GIVEN PASSAGE

"""

Let’s not mince words: Stress adversely affects your intestinal flora, that magical microbiome that is interconnected to everything in your body, even your brain.
Psychological stress is an intrinsic part of life, influencing all organs of the body through direct nervous system stimulation and the release of neuroendocrine hormones like cortisol. Medical research has clearly demonstrated that the physiological response to psychological stressors can dramatically impact the functioning of the immune system, thus identifying one way in which susceptibility to or severity of diseases are exacerbated during stressful periods. But there’s more.
How Does Stress Affect the Body and the Mind?
We are mostly bacteria. In fact, single-celled organisms, primarily bacteria, outnumber our own cells 10 to one, and most of them make their home in the gut. The gut, in turn, has evolved a stunningly complex neural network capable of leveraging this bacterial ecosystem for the sake of both physical and psychological well-being. Moreover, scientists now agree that bacteria in the gut, collectively known as the microbiome, can affect not only the gut, but also the mind. In just the last few years, studies have shown that the gut microbiome can influence neural development, brain chemistry and a wide range of behavioral phenomena, including emotional behavior and pain perception.

"""

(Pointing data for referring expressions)
"""

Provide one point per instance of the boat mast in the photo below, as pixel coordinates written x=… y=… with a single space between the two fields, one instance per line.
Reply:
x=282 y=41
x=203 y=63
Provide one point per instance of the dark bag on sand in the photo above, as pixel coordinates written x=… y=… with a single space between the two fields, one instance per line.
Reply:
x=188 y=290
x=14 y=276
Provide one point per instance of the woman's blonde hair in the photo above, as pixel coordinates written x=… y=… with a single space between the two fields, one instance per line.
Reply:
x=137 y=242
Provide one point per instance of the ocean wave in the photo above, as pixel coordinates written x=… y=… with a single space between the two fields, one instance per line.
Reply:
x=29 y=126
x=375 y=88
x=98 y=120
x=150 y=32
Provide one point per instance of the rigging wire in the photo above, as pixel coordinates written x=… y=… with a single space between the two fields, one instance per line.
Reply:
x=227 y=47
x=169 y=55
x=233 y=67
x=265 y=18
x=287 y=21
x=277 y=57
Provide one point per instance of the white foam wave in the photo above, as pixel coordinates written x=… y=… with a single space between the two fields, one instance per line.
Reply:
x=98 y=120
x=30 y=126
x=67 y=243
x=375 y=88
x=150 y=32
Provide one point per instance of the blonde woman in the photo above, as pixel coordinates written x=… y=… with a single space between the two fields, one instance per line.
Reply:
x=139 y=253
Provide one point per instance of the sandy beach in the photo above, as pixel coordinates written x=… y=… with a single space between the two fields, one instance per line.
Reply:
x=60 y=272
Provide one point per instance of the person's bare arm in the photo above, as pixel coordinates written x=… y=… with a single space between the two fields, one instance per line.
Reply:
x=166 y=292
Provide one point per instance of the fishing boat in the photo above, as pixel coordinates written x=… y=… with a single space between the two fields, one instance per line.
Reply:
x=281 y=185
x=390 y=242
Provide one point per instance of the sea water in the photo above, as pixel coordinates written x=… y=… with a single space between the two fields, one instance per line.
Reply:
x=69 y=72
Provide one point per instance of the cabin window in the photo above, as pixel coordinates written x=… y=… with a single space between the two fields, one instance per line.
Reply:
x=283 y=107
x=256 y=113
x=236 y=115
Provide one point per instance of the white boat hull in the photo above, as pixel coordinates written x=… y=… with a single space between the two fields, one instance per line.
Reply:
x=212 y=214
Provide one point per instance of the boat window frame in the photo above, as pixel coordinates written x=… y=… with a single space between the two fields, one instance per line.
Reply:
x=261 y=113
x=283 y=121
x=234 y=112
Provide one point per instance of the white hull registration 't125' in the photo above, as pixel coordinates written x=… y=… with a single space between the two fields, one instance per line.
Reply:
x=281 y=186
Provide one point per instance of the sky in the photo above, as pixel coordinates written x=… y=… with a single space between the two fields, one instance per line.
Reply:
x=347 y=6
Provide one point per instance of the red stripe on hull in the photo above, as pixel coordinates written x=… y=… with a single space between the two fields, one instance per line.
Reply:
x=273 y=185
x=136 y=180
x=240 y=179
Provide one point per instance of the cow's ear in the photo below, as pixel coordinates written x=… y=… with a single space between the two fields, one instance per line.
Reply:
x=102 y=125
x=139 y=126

"""

TASK
Reproduce the passage on stress and gut bacteria verbatim from "How Does Stress" to "and pain perception.". The records play no part in what is asked here.

WRITTEN SOLUTION
How Does Stress Affect the Body and the Mind?
We are mostly bacteria. In fact, single-celled organisms, primarily bacteria, outnumber our own cells 10 to one, and most of them make their home in the gut. The gut, in turn, has evolved a stunningly complex neural network capable of leveraging this bacterial ecosystem for the sake of both physical and psychological well-being. Moreover, scientists now agree that bacteria in the gut, collectively known as the microbiome, can affect not only the gut, but also the mind. In just the last few years, studies have shown that the gut microbiome can influence neural development, brain chemistry and a wide range of behavioral phenomena, including emotional behavior and pain perception.